Exercise description - Copy out the rows below with "mask_request" swapped for "segmentation_request" everywhere it occurs and every other character left as it is. Leave out the pictures.

□ □ □ □ □ □ □

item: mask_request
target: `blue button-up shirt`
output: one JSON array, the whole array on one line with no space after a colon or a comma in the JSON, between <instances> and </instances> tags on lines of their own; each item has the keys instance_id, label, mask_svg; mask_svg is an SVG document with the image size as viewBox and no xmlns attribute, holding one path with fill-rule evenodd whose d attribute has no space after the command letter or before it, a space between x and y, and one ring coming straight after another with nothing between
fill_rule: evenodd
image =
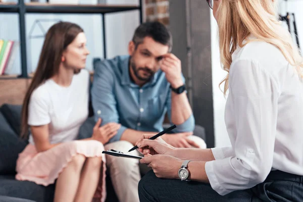
<instances>
[{"instance_id":1,"label":"blue button-up shirt","mask_svg":"<svg viewBox=\"0 0 303 202\"><path fill-rule=\"evenodd\" d=\"M100 117L102 125L109 122L121 124L110 142L119 140L127 128L155 132L163 130L167 112L171 122L171 92L164 72L158 71L140 87L131 81L129 61L129 56L118 56L98 62L94 67L91 99L95 119ZM192 131L194 127L191 115L173 132Z\"/></svg>"}]
</instances>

□ □ □ □ □ □ □

Complete response -
item: segmentation_request
target: `blue button-up shirt`
output: one JSON array, the whole array on one line with no space after a colon or a comma in the JSON, between <instances> and </instances> tags on lines of their own; each item has the keys instance_id, label, mask_svg; mask_svg is an SVG document with the image size as viewBox and no xmlns attribute, holding one path with fill-rule evenodd whose d attribute has no space after the command letter or before it, a space between x and y, and one ring coming straight after another with nothing between
fill_rule: evenodd
image =
<instances>
[{"instance_id":1,"label":"blue button-up shirt","mask_svg":"<svg viewBox=\"0 0 303 202\"><path fill-rule=\"evenodd\" d=\"M100 117L102 125L109 122L121 124L110 142L119 140L127 128L155 132L163 130L167 112L171 122L171 92L164 72L158 71L140 87L131 81L129 61L129 56L118 56L98 62L94 67L91 99L95 119ZM192 131L194 127L191 115L173 132Z\"/></svg>"}]
</instances>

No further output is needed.